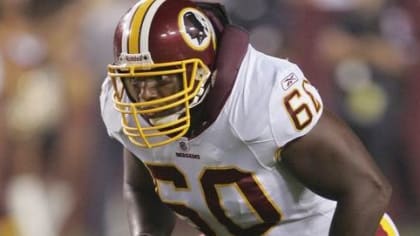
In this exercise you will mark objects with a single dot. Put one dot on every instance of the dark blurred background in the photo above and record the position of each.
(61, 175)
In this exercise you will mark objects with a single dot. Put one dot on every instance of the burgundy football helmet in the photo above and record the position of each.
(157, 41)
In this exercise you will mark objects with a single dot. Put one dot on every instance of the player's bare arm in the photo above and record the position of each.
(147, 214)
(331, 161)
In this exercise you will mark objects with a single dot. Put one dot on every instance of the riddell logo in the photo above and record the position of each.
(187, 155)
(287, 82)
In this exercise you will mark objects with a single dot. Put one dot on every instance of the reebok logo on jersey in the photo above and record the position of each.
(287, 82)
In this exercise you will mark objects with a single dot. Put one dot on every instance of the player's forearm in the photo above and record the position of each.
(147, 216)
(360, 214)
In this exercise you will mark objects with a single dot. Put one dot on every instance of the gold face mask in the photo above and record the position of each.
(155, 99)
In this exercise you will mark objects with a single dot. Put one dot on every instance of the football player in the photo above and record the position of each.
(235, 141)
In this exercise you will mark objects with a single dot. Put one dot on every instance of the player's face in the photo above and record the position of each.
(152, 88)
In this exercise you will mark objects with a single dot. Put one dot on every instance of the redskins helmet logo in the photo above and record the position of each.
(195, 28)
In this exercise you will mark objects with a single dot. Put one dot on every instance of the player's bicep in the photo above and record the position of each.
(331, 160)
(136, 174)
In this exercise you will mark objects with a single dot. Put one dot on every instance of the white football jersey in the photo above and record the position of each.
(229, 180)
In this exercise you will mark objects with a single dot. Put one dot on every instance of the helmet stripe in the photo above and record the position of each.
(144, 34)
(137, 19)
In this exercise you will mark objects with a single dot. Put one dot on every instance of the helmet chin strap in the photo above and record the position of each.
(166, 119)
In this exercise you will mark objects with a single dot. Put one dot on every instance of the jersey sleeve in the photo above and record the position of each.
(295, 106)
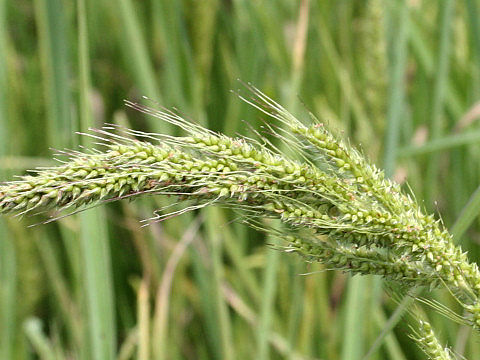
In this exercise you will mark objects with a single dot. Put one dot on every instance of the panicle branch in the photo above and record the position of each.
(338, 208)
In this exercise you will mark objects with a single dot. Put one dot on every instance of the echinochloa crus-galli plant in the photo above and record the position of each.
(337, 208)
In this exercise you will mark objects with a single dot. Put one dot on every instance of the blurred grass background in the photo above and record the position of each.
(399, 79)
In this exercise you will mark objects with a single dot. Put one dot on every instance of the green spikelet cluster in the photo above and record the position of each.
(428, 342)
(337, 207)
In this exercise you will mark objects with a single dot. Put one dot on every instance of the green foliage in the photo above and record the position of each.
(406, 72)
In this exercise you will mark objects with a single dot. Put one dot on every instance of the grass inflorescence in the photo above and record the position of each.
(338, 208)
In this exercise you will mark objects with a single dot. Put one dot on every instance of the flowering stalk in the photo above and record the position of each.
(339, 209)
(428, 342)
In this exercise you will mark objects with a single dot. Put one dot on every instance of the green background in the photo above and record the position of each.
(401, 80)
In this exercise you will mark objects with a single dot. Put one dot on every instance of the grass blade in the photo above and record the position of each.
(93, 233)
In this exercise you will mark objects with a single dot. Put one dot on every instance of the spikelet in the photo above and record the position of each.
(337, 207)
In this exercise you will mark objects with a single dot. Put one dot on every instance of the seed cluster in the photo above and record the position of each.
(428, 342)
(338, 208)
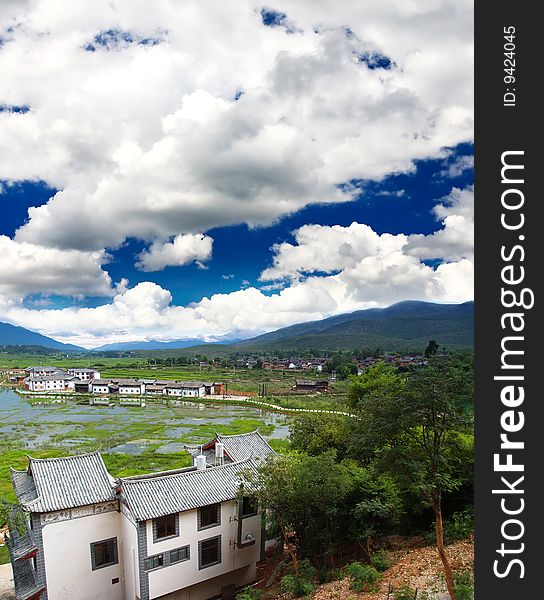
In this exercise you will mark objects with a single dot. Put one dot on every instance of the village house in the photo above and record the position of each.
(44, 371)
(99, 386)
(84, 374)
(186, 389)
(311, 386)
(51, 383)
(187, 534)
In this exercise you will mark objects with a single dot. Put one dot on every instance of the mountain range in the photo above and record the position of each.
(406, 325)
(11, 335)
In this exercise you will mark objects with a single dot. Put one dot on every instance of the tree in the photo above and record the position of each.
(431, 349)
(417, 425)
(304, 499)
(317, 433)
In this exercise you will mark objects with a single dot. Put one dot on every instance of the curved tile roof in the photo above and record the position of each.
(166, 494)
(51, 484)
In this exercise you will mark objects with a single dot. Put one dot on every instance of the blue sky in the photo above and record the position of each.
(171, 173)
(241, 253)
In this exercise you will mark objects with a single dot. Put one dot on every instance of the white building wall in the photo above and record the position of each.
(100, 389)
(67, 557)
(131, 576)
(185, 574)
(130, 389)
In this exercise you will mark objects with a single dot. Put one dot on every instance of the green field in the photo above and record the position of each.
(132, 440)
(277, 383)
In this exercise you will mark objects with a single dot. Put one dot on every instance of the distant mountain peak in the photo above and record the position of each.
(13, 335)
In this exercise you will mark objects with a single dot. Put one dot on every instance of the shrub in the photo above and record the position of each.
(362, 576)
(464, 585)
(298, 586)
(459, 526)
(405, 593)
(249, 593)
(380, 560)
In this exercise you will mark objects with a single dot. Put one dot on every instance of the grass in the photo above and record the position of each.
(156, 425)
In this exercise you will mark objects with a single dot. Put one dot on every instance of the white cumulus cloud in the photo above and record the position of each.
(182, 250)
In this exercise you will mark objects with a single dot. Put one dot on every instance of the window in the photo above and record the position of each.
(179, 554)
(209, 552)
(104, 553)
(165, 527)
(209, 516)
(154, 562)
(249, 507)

*-*-*

■ **Task to carry out**
Where the line containing "grass in the" appears in the records above, begin there and print every line through the last, exactly and with nothing else.

■ **Response box**
In this exercise you will mark objects with a single dot. Put one dot on every instance of the grass in the photo above and record the position of each.
(156, 425)
In this exercise you will mark objects with a single dot. Put one dot on every instance of the white cumulus cloud in the photo above and record the position of each.
(182, 250)
In this exercise you will mark objects with a single dot. Put one dot on every instance of the window in the photo above and record the position of each.
(179, 554)
(209, 552)
(104, 553)
(165, 527)
(209, 516)
(154, 562)
(249, 507)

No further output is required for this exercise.